● EXERCISES:
**a.** From the passage on anonymous authentication, retype the stretch from "1. A computer" through "MID (maidsafe.net ID)".
**b.** According to the passage on anonymous authentication, what day variable is used when calculating the TMID?

----- DOCUMENT EXTRACT -----

The anonymous authentication (PT4) itself is made up from linkage of elements, logon (P 12) preferably provision of key pairs (P 13) and validation (P 14), to provide an anonymous authentication system for users requiring to be allowed access to resources stored on a distributed or peer-to-peer system and to preserve the anonymity of the user and to provide a mechanism for secure access to private storage of data and preferably other resources on a distributed file system. In addition, logon provision of key pairs element (P 13) provides a sub-element provision of public ID (P17) which allows sub-element document signing (P19), and sub-element encryption/decryption (P8) where required; element validation is dependent on sub-element anonymity (P25) and provides sub-element anonymous transaction (P24) and is provisioned by sub- element peer ranking (P1). Self Authentication Detail (Figure 2)

1. A computer program consisting of a user interface and a chunk server (a system to process anonymous chunks of data) should be running, if not they are started when user selects an icon or other means of starting the program.

2. A user will input some data known to them such as a userid (random ID) and PIN number in this case. These pieces of information may be concatenated together and hashed to create a unique (which may be confirmed via a search) identifier. In this case this is called the MID (maidsafe.net ID)

3. A TMID (Today's MID) is retrieved from the network, the TMID is then calculated as follows:

The TMID is a single use or single day ID that is constantly changed. This allows maidsafe.net to calculate the hash based on the user ID pin and another known variable which is calculable. For this variable we use a day variable for now and this is the number of days since epoch (01/01/1970). This allows for a new ID daily, which assists in maintaining the anonymity of the user. This TMID will create a temporary key pair to sign the database chunks and accept a challenge response from the holder of these db chunks. After retrieval and generation of a new key pair the db is put again in new locations - rendering everything that was contained in the TMID chunk useless. The TMID CANNOT be signed by anyone (therefore hackers can't BAN an unsigned user from retrieving this - in a DOS attack)- it is a special chunk where the data hash does NOT match the name of the chunk (as the name is a random number calculated by hashing other information (i.e. its a hash of the TMID as described below) • take dave as user ID and 1267 as pin.

• dave + (pin) 1267 = dave1267 Hash of this becomes MID

• day variable (say today is 13416 since epoch) = 13416

• so take pin, and for example add the number in where the pin states i.e.

----- SUPPLIED MATERIAL -----

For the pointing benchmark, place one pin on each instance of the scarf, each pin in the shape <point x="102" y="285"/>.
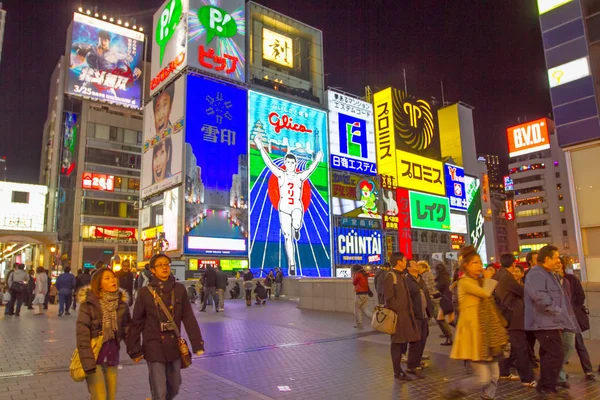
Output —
<point x="493" y="329"/>
<point x="109" y="303"/>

-----

● FINAL RESULTS:
**a.**
1. A computer program consisting of a user interface and a chunk server (a system to process anonymous chunks of data) should be running, if not they are started when user selects an icon or other means of starting the program.

2. A user will input some data known to them such as a userid (random ID) and PIN number in this case. These pieces of information may be concatenated together and hashed to create a unique (which may be confirmed via a search) identifier. In this case this is called the MID (maidsafe.net ID)

**b.** The number of days since epoch (01/01/1970).